▸ HOW TO COMPLETE THIS TASK
The records below are to be repeated in full, exactly as they are.

═══ RECORDS SHOWN ═══

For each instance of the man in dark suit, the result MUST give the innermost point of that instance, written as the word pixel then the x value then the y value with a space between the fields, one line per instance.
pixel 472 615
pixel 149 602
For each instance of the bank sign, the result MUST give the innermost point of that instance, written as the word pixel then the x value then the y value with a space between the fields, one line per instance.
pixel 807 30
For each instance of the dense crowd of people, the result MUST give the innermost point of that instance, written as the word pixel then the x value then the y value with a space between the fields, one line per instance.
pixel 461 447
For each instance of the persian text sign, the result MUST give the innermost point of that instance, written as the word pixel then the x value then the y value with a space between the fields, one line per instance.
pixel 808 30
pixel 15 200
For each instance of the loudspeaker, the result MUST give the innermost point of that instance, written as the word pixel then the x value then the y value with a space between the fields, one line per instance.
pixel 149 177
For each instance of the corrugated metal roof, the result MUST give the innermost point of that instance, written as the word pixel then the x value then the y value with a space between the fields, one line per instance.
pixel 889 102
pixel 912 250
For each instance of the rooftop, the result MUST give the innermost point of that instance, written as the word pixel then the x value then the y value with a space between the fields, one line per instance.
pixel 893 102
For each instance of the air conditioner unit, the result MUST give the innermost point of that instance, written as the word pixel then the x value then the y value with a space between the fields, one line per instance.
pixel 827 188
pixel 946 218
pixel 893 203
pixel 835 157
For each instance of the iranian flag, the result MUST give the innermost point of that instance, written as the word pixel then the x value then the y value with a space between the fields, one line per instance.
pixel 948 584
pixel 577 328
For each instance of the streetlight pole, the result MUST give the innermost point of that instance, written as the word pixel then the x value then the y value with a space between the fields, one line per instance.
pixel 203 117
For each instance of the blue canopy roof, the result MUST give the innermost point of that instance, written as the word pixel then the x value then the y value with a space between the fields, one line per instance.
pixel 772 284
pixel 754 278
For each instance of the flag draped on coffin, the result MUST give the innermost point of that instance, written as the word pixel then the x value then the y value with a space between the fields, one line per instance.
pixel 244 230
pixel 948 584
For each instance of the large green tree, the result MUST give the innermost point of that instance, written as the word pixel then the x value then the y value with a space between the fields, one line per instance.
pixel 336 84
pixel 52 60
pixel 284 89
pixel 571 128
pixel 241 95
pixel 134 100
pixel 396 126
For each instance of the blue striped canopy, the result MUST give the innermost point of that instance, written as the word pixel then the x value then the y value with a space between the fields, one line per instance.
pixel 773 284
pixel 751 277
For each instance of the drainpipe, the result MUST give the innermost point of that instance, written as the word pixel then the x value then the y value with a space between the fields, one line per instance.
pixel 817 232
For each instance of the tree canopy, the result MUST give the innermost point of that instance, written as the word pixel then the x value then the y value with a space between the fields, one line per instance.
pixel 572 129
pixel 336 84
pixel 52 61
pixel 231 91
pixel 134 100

═══

▸ RESULT FOR THIS EXERCISE
For each instance of the man in dark suit, the result MUST give the innermost point of that instance, written as the word pixel then the x value then the y value with a space between the fields, one line per instance.
pixel 472 615
pixel 149 602
For each instance of the bank sign, the result MUST give the innermost point of that instance, written as the word pixel then the x value then the y value with a space between the fields, one line per instance.
pixel 807 30
For each instance of the dense crowd of people, the result MUST give the innermost point of that instance, written as the word pixel then the x value then the y value with a space between the fields, one line per instance.
pixel 461 447
For each instance of the persian text sign, the result MUST give the innermost point of that instance, written as the word pixel then the x value then the y value with a space between the fields, one line per instance.
pixel 808 30
pixel 15 200
For each instance of the loudspeaker, the result MUST give the innermost point of that instance, written as the word pixel then the x value then the y value with a space between the fields, one line per instance.
pixel 149 177
For each instance of the corrugated metal roof, the result MUST give the innermost point of that instance, written as the word pixel then the x value then the y value with a space between the fields, one line per instance.
pixel 889 102
pixel 912 250
For each instance of the rooftop, the result MUST give the innermost point of that instance, written as the word pixel then the x value then the y value with a space between the fields, one line per instance.
pixel 893 102
For each instance of the air conditioner unit, the result MUST give the innermost point of that instance, written as the word pixel then the x value then the y value with a space between the fields, one line per instance.
pixel 827 188
pixel 946 218
pixel 893 203
pixel 835 157
For each instance of the iranian flag, the result MUST give the innermost point of that instance, written as the word pixel then the x value then the y value with a space between the fields, one line per instance.
pixel 948 584
pixel 577 328
For each instance of the streetlight pole, the result MUST give the innermost point of that instance, written as the word pixel then the x value then the y value with a space between the fields, one line per instance.
pixel 203 117
For each instance of the blue canopy roof, the result MUST give the innermost point of that instance, written as the word pixel then the x value then the y value with a space between the fields, one line per instance.
pixel 772 284
pixel 754 278
For each instance of the flag draped on coffin, the result MUST give the innermost point of that instance, written as the word pixel then the x value then the y value with a space between the fields, one line per instance.
pixel 244 230
pixel 948 584
For each instance of the large green tree, the result MUST give the innermost point of that instance, written as the word pixel then the x value then the y value with a space between the fields, one line per instance.
pixel 336 84
pixel 52 60
pixel 284 89
pixel 571 128
pixel 241 95
pixel 134 100
pixel 396 126
For each instance of the blue striped canopy, the result MUST give the innermost point of that instance, written as the word pixel then the x value then the y value with a space between the fields, one line per instance.
pixel 773 284
pixel 751 277
For each instance of the drainpipe, the result MUST give the innermost point of that instance, written as the word pixel then the x value then the y value with a space between the fields, one line per instance.
pixel 817 232
For each instance of the tree canopy, the result MUST give the innermost point of that instance, written as the word pixel then the x value then the y value with a space between the fields, one line per instance.
pixel 572 129
pixel 336 84
pixel 52 61
pixel 231 91
pixel 134 100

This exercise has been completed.